* EXERCISE REQUIREMENTS: Continue the explainer on force majeure clauses, starting right after its note on events that generally don't count as force majeure.

* SELECTED TEXT:
>>>
Force Majeure: What It Means for Your Project
Force majeure is a contract clause that protects both parties when extraordinary events outside their control make performance impossible or significantly impractical. Understanding this clause helps set realistic expectations in exceptional circumstances.
What Qualifies as Force Majeure?
Typically, force majeure events include:
- Natural disasters (floods, earthquakes, severe storms)
- Pandemics and widespread public health emergencies
- War, terrorism, civil unrest
- Government orders, regulatory restrictions, or embargoes
- Widespread infrastructure failures (internet backbone outages, national grid failures)
- Supplier or third-party failures beyond our reasonable control (e.g. a major cloud provider going down)
Note: economic downturns, market changes, or difficulty finding staff are generally not force majeure events.
<<<
* RECORDED DATA:
>>>
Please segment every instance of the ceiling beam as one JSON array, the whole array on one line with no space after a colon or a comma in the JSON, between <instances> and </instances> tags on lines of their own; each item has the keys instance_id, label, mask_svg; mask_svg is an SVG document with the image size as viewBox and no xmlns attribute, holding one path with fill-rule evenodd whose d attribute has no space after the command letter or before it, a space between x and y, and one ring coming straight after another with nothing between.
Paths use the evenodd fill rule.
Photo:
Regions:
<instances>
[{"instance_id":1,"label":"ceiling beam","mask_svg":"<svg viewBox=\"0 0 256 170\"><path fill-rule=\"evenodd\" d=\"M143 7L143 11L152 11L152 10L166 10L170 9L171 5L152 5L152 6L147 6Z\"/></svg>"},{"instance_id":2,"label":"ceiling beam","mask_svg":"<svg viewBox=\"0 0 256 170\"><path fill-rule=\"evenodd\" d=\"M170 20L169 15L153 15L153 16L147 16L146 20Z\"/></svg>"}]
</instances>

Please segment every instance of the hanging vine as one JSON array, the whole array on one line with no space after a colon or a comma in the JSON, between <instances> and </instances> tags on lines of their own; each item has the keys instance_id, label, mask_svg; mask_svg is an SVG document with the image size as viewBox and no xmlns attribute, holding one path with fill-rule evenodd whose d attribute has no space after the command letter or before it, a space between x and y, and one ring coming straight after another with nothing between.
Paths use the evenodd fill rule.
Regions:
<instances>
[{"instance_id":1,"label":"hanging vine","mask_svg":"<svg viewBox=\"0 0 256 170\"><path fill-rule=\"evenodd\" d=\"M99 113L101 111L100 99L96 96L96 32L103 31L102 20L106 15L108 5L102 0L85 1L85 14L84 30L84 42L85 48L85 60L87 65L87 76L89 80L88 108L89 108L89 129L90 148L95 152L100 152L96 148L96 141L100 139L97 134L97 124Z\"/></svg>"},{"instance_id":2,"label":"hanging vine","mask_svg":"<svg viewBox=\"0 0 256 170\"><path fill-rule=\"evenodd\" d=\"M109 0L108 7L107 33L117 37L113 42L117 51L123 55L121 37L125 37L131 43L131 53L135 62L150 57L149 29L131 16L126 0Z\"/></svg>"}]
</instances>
<<<
* EXPECTED OUTPUT:
How Force Majeure Affects Your Project
If a force majeure event occurs:
- The affected party must notify the other in writing as soon as reasonably practicable
- Obligations affected by the event are suspended for the duration of the force majeure
- Neither party is liable for the resulting delay or non-performance
- If the event continues for more than 60 days (or the period in your contract), either party may terminate with written notice without penalty
What We Do During Force Majeure
We will not abandon your project. We will communicate regularly, work around limitations where possible, and resume full delivery as soon as the event resolves. Any revised timeline will be agreed in writing once the situation normalises.